YOUR OBJECTIVE
Copy the records below exactly as they appear.

RECORDS SUPPLIED
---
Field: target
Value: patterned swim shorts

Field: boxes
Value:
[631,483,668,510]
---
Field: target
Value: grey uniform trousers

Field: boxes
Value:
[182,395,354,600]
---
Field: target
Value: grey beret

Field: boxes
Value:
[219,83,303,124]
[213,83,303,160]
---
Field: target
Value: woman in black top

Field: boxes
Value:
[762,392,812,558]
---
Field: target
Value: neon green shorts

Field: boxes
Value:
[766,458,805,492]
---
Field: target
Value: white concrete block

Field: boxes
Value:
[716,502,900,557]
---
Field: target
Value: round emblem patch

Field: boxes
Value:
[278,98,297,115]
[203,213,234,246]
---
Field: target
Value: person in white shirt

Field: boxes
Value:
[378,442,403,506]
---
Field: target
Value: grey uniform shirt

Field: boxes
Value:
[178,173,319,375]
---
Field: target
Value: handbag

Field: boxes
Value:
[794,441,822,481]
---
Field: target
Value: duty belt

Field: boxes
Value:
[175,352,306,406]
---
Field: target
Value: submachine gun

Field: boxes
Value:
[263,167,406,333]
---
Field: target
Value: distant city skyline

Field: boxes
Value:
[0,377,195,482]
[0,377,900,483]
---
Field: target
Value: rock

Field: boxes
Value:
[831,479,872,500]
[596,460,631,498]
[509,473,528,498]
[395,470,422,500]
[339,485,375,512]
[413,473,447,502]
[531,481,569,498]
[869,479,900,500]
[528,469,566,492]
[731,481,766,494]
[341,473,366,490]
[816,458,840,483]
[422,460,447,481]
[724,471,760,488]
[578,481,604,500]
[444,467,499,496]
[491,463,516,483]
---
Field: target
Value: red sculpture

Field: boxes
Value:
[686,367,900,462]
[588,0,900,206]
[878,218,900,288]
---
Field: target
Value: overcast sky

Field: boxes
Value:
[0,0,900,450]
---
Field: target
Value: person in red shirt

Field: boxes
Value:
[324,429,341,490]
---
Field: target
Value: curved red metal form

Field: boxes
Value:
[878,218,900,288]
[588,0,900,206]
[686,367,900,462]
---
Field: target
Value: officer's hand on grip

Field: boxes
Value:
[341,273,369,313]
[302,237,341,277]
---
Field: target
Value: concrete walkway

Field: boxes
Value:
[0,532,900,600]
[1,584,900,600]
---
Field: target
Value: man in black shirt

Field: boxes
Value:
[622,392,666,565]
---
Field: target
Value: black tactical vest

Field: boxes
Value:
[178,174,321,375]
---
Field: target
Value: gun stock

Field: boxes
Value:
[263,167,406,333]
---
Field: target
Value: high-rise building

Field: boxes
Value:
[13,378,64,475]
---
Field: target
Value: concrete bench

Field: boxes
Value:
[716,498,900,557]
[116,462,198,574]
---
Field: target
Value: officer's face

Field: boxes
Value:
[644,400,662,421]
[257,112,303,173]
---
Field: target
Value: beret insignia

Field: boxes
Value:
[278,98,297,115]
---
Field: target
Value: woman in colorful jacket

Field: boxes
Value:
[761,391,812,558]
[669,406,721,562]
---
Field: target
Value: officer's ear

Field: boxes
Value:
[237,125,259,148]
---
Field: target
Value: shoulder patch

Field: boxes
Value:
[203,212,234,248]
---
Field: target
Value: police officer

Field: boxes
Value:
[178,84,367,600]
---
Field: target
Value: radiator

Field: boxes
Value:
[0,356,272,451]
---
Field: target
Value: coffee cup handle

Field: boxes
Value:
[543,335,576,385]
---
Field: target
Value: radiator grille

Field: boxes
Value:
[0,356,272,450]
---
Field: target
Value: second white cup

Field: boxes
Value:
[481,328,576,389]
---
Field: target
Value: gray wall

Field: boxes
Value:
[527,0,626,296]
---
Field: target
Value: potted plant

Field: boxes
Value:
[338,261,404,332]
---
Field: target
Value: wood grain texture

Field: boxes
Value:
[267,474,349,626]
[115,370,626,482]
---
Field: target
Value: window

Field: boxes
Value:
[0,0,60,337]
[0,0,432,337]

REPLY
---
Field: target
Value: patterned swim shorts

Field: boxes
Value:
[631,483,668,510]
---
Field: target
Value: grey uniform trousers

Field: boxes
Value:
[182,395,354,600]
---
Field: target
Value: grey beret

Field: boxes
Value:
[219,83,303,124]
[213,83,303,160]
---
Field: target
Value: woman in black top

Field: boxes
Value:
[762,392,812,558]
---
Field: target
Value: neon green shorts

Field: boxes
Value:
[766,458,805,492]
---
Field: target
Value: white concrete block

Field: boxes
Value:
[716,502,900,557]
---
Field: target
Value: round emblem patch

Field: boxes
Value:
[278,98,297,115]
[203,213,234,246]
---
Field: target
Value: person in white shirt

Field: boxes
Value:
[378,442,403,506]
---
Field: target
Value: grey uniform shirt

Field: boxes
Value:
[178,173,319,375]
---
Field: target
Value: handbag

Field: boxes
Value:
[794,441,822,481]
---
Field: target
Value: duty belt

Field: boxes
Value:
[175,352,306,406]
---
Field: target
Value: submachine gun

Field: boxes
Value:
[263,167,406,333]
---
Field: target
Value: distant city skyline

Field: boxes
Value:
[0,377,195,482]
[0,377,900,483]
---
Field: target
Value: rock

Field: boxes
Value:
[831,479,872,500]
[596,460,631,498]
[509,473,528,498]
[395,470,422,500]
[339,485,375,512]
[413,473,447,502]
[531,481,569,498]
[869,479,900,500]
[528,469,566,492]
[731,481,766,494]
[341,473,366,490]
[816,458,840,483]
[422,460,447,481]
[724,471,760,488]
[578,481,604,500]
[444,467,499,496]
[491,463,516,483]
---
Field: target
Value: red sculpture

Field: boxes
Value:
[686,367,900,462]
[588,0,900,206]
[878,218,900,288]
---
Field: target
Value: overcast sky

Field: boxes
Value:
[0,0,900,450]
---
Field: target
Value: person in red shirt

Field: boxes
Value:
[324,429,341,490]
---
Field: target
Value: curved red metal form

Field: boxes
Value:
[878,218,900,288]
[588,0,900,206]
[686,367,900,462]
---
Field: target
Value: officer's hand on grip

Field: boxes
Value:
[341,273,369,313]
[302,237,341,277]
---
Field: target
Value: concrete walkway

Field: boxes
Value:
[0,532,900,600]
[1,584,900,600]
---
Field: target
Value: man in black shirt

Field: boxes
Value:
[622,392,666,565]
---
Field: target
Value: black tactical vest

Field: boxes
Value:
[178,174,321,375]
---
Field: target
Value: gun stock

Field: boxes
Value:
[263,167,406,333]
---
Field: target
Value: high-rise building

Field: boxes
Value:
[13,378,64,475]
---
Field: target
Value: concrete bench

Field: boxes
Value:
[716,498,900,557]
[116,462,198,574]
---
Field: target
Value: officer's face

Field: boxes
Value:
[644,400,662,421]
[257,112,303,173]
---
Field: target
Value: beret insignia

Field: boxes
Value:
[278,98,297,115]
---
Field: target
Value: woman in colorful jacket

Field: boxes
Value:
[761,391,812,558]
[669,406,721,562]
---
Field: target
Value: officer's ear

Field: boxes
Value:
[237,125,259,148]
---
Field: target
Value: shoulder patch

Field: boxes
Value:
[203,212,234,248]
---
Field: target
Value: police officer

Field: boxes
Value:
[178,84,367,600]
---
Field: target
Value: radiator

Field: boxes
Value:
[0,356,272,451]
---
Field: target
Value: coffee cup handle

Field: boxes
Value:
[543,335,576,385]
---
Field: target
Value: radiator grille

Field: boxes
Value:
[0,356,272,450]
---
Field: target
Value: second white cup

Field: boxes
Value:
[481,328,576,389]
---
Field: target
Value: gray wall

Field: boxes
Value:
[527,0,626,296]
---
Field: target
Value: potted plant

Field: boxes
Value:
[338,261,404,332]
---
Field: target
Value: wood grain texture

Field: boxes
Value:
[267,474,349,626]
[115,370,626,482]
---
Field: target
Value: window

Field: boxes
Value:
[0,0,60,337]
[0,0,432,337]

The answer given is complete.